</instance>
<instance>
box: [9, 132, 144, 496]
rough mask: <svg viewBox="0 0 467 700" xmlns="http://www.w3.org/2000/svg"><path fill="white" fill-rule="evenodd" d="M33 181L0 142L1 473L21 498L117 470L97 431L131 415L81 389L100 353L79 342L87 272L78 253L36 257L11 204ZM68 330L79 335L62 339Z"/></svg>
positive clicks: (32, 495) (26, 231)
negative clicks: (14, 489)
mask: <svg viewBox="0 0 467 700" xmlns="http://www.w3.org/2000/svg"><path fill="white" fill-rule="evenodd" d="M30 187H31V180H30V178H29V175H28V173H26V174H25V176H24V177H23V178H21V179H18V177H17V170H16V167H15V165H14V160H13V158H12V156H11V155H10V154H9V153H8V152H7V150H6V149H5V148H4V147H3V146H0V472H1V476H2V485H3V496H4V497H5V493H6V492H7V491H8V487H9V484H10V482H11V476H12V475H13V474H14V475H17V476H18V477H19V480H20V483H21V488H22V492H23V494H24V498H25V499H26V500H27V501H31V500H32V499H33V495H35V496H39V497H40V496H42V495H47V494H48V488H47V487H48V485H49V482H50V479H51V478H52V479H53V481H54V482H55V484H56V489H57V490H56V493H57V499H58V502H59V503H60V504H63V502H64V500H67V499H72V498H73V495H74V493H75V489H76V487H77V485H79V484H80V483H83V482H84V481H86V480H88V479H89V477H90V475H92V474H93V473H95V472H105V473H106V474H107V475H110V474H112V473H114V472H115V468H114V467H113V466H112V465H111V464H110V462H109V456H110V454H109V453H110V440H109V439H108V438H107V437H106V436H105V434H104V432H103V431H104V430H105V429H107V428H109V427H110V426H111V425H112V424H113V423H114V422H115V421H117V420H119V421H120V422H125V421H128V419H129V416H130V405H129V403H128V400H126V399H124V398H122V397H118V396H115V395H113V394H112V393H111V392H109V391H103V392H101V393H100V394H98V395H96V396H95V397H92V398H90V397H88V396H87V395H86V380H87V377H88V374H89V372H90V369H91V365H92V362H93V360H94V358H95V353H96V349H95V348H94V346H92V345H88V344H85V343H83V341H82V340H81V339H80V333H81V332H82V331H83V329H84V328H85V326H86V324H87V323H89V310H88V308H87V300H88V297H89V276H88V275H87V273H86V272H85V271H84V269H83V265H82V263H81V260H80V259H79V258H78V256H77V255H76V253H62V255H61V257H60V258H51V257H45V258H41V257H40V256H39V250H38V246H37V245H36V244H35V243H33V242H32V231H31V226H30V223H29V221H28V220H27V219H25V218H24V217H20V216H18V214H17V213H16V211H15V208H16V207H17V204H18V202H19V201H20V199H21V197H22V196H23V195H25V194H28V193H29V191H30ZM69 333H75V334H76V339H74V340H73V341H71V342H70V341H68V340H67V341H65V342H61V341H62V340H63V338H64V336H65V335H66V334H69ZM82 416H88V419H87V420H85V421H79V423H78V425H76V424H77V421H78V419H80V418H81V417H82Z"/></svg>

TASK PROMPT: Reproduce only this range: the first line of the data above through the line with "positive clicks: (32, 495) (26, 231)", both included, exactly as written.

EXERCISE OUTPUT:
</instance>
<instance>
box: [9, 132, 144, 496]
rough mask: <svg viewBox="0 0 467 700" xmlns="http://www.w3.org/2000/svg"><path fill="white" fill-rule="evenodd" d="M33 181L0 142L1 473L21 498L117 470L97 431L131 415L81 389L100 353L79 342L87 272L78 253L36 257L11 204ZM68 330L79 335L62 339Z"/></svg>
positive clicks: (32, 495) (26, 231)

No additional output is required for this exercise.